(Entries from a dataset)

──────────────────────────────

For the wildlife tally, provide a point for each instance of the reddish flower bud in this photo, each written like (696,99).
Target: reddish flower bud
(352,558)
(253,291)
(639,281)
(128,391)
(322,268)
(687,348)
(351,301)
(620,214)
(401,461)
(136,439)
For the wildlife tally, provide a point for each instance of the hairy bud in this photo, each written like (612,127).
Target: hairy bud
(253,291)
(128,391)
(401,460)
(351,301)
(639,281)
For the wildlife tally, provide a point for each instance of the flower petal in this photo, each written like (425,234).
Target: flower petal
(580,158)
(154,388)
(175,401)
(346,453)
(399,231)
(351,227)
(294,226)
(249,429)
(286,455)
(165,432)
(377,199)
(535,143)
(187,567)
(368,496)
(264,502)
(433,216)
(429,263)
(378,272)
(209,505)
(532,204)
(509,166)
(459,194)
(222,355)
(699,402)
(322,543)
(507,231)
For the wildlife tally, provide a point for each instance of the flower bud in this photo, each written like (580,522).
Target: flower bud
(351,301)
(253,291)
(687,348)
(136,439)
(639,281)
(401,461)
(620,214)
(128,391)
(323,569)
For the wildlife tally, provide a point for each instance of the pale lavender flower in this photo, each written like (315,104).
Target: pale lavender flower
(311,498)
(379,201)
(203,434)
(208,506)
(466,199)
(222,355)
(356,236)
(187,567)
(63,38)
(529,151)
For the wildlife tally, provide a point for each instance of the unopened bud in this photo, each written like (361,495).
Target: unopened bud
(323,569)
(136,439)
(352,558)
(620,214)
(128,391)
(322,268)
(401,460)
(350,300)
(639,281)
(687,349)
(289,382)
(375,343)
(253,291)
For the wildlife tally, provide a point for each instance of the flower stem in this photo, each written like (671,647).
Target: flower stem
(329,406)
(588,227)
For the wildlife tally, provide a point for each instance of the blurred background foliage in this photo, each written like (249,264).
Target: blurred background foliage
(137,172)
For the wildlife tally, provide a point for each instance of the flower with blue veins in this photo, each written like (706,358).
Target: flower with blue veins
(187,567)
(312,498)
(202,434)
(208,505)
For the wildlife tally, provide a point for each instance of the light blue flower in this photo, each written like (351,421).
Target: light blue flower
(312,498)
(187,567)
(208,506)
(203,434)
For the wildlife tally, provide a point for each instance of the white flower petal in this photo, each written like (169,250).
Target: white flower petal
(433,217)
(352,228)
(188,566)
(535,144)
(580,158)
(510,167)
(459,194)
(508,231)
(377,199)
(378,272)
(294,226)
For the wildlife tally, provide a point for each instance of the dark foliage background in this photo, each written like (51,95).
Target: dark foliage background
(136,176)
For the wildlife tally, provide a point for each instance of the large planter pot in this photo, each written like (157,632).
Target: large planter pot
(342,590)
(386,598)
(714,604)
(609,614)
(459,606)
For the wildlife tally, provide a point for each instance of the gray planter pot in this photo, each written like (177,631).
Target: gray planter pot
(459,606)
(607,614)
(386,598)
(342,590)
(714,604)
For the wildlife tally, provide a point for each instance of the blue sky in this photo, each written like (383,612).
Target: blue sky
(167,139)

──────────────────────────────

Convert every line of the listing above into a numbered list, omitting any blank lines.

1. For the wildlife tally, provide a point for each instance of the reddish flower bud in this photo, each written like (696,99).
2. Target: reddish flower bud
3. (352,558)
4. (253,291)
5. (639,281)
6. (128,391)
7. (322,268)
8. (687,348)
9. (351,301)
10. (620,214)
11. (401,461)
12. (136,439)
13. For the wildlife tally, provide a point for each instance of the hairy bud in this photo, each written like (612,127).
14. Target: hairy bud
15. (253,291)
16. (128,391)
17. (401,460)
18. (351,301)
19. (639,281)
20. For the wildlife tally, provide a point for each instance of the flower petal in this photo, each written like (425,234).
21. Target: flower petal
22. (580,158)
23. (154,388)
24. (175,401)
25. (346,453)
26. (399,231)
27. (351,227)
28. (294,226)
29. (249,429)
30. (286,455)
31. (165,432)
32. (377,199)
33. (535,143)
34. (187,567)
35. (368,496)
36. (264,502)
37. (433,216)
38. (429,263)
39. (378,272)
40. (209,505)
41. (532,204)
42. (509,166)
43. (459,194)
44. (222,355)
45. (699,402)
46. (322,543)
47. (507,231)
48. For the wildlife tally, provide a point for each instance of the flower bud in this photo, each written like (580,522).
49. Target: flower bud
50. (351,301)
51. (253,291)
52. (687,348)
53. (136,439)
54. (639,281)
55. (401,461)
56. (620,214)
57. (128,391)
58. (323,569)
59. For the wildlife tally, provide a point for each instance of the pale lavender flower in this photo, each written like (315,104).
60. Target: pale lavender flower
61. (311,498)
62. (379,201)
63. (203,434)
64. (208,506)
65. (466,199)
66. (222,355)
67. (356,236)
68. (187,567)
69. (63,38)
70. (529,151)
71. For the wildlife tally, provide a point for each instance of the unopened bud in this photo, each written like (361,495).
72. Target: unopened bud
73. (323,569)
74. (136,439)
75. (352,558)
76. (620,214)
77. (128,391)
78. (322,268)
79. (401,460)
80. (350,300)
81. (639,281)
82. (687,349)
83. (289,382)
84. (375,343)
85. (253,291)
86. For the wildlife tally, provide a point for each instance of the flower stem in this photo, each written like (671,647).
87. Target: flower stem
88. (329,406)
89. (588,227)
90. For the wildlife tally, provide a point for each instance of the blurred background foliage in this photo, each written like (249,264).
91. Target: blurred background foliage
92. (137,172)
93. For the wildlife tally, provide a point for each instance of the flower with blue veins in this photo, each written like (706,358).
94. Target: flower with blue veins
95. (187,567)
96. (312,498)
97. (202,434)
98. (208,505)
99. For the wildlife tally, provide a point for each instance of the light blue flower in this photo, each written like (351,421).
100. Target: light blue flower
101. (312,498)
102. (187,567)
103. (208,506)
104. (203,434)
105. For the wildlife tally, provide a point for each instance of the white flower petal in this photo, each written like (169,250).
106. Target: white flower petal
107. (433,217)
108. (352,228)
109. (188,566)
110. (535,144)
111. (580,158)
112. (510,167)
113. (459,194)
114. (508,231)
115. (377,199)
116. (378,272)
117. (294,226)
118. For the wildlife tally, provide a point for each instance of the dark foliage background in this photo, each written like (51,95).
119. Target: dark foliage background
120. (136,176)
121. For the wildlife tally, provide a point for each instance of the large planter pot in this photo, each written like (157,632).
122. Target: large planter pot
123. (342,590)
124. (386,598)
125. (714,604)
126. (609,614)
127. (459,606)
128. For the wildlife tally, provide a point for each instance of the gray planter pot in this photo, each written like (177,631).
129. Target: gray planter pot
130. (459,606)
131. (607,614)
132. (386,598)
133. (342,590)
134. (714,604)
135. For the wildlife tally, provide a point for each instance of the blue sky in this photo, each written like (383,612).
136. Target: blue sky
137. (167,139)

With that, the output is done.